> _Your task_: Write down every entry once more, exactly as it reads.

> _Listed entries_:
--

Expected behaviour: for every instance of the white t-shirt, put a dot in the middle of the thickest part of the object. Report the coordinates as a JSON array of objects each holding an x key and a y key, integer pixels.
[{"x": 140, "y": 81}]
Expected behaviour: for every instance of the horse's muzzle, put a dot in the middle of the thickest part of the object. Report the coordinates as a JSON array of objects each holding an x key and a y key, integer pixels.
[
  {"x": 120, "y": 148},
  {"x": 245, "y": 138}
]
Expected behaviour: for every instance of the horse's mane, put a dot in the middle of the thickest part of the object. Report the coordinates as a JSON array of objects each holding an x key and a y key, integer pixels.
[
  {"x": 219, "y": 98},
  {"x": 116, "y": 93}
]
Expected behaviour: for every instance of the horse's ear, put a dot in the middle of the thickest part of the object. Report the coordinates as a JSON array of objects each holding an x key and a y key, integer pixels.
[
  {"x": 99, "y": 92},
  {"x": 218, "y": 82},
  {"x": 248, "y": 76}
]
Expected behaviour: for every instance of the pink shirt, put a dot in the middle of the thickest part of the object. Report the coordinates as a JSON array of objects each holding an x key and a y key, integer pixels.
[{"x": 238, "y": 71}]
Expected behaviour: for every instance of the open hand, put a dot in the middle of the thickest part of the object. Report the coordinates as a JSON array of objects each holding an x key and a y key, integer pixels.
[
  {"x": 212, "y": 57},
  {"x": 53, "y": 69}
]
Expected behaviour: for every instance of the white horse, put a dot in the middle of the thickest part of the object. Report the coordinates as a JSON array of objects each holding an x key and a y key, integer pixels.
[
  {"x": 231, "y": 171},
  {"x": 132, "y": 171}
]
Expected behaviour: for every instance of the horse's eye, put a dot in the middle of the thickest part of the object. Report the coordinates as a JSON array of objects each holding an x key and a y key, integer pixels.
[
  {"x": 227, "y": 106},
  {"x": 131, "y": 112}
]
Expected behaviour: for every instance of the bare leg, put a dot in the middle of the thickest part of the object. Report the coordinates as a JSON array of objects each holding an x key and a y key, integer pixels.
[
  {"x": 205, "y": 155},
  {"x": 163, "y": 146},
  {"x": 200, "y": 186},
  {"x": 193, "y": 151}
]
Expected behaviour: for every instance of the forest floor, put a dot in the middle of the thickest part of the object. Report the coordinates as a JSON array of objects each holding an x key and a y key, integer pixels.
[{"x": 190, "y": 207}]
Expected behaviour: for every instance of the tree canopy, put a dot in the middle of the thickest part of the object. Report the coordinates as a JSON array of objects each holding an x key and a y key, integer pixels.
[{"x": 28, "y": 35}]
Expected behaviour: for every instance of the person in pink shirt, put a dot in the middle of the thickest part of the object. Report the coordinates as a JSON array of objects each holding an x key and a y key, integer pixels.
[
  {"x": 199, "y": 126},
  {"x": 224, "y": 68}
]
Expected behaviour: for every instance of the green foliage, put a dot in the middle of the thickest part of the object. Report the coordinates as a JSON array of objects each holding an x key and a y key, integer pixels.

--

> _Written answer_:
Expected behaviour: for every instance of the white t-shirt, put a dot in the middle of the thickest part of the object. Report the coordinates as a JSON array of objects each holding an x key and a y key, integer pixels.
[{"x": 140, "y": 81}]
Expected behaviour: for every instance of the horse's muzzle, put a dot in the middle of the thickest part of the object. Report the coordinates as a JSON array of objects each holding an x key and a y key, integer pixels.
[
  {"x": 120, "y": 148},
  {"x": 245, "y": 138}
]
Expected behaviour: for every instance of the horse's mane, put a dot in the middle of the thickest part of the object. Report the coordinates as a JSON array of objects each holding an x key and a y key, integer pixels.
[
  {"x": 219, "y": 98},
  {"x": 116, "y": 93}
]
Expected behaviour: for every instance of the horse's ear, put a dot in the middle of the thickest part of the object. Report the coordinates as a JSON array of objects each holding an x key and a y key, integer pixels.
[
  {"x": 99, "y": 92},
  {"x": 218, "y": 82},
  {"x": 248, "y": 76}
]
Expected behaviour: for every instance of the pink shirt, put a dot in the middle of the thickest part of the object. Report the coordinates as a JSON array of objects each holding an x key and a y key, integer pixels.
[{"x": 238, "y": 71}]
Expected behaviour: for every instance of the open hand, put a dot in the middle of the thickest part of the object. Report the coordinates as a JSON array of objects each holding an x key and a y key, integer pixels.
[
  {"x": 212, "y": 57},
  {"x": 53, "y": 69}
]
Expected behaviour: for every instance of the white horse, put a dot in the middle of the thickest part of the object. Report the coordinates as a JSON array of objects each holding an x key and a y key, integer pixels.
[
  {"x": 231, "y": 171},
  {"x": 132, "y": 171}
]
Expected behaviour: for every instance of the horse's eye, put a dot in the middle of the thickest part of the object. Report the coordinates as a JSON array of objects each holding an x key and a y key, integer pixels.
[
  {"x": 227, "y": 106},
  {"x": 131, "y": 112}
]
Expected behaviour: for every instance of the bare leg, put a dot in the middle of the thickest part of the object. Report the coordinates as a JSON array of objects each holding an x key and a y key, integer pixels.
[
  {"x": 205, "y": 155},
  {"x": 163, "y": 146},
  {"x": 200, "y": 186},
  {"x": 193, "y": 151}
]
Expected behaviour: for every instance of the forest floor, put a dot in the middle of the thickest part of the object. Report the coordinates as a JSON array of objects each holding an x key and a y key, integer pixels.
[{"x": 190, "y": 207}]
Expected behaviour: for every instance of the tree canopy, put a dot in the middle of the thickest part of the object. Report the coordinates as a JSON array of objects each holding an x key and a y key, integer pixels.
[{"x": 28, "y": 35}]
Expected behaviour: for every instance of the person in pink shirt, put a dot in the middle of the thickest part of the object. Report the coordinates as a JSON array of objects each holding an x key and a y key, integer pixels.
[
  {"x": 199, "y": 126},
  {"x": 224, "y": 68}
]
Expected behaviour: for every instance of the green foliage, put a dot in the middle of the thickest part of the object. Report the coordinates as a JSON array of objects each holding an x key and a y key, integer pixels.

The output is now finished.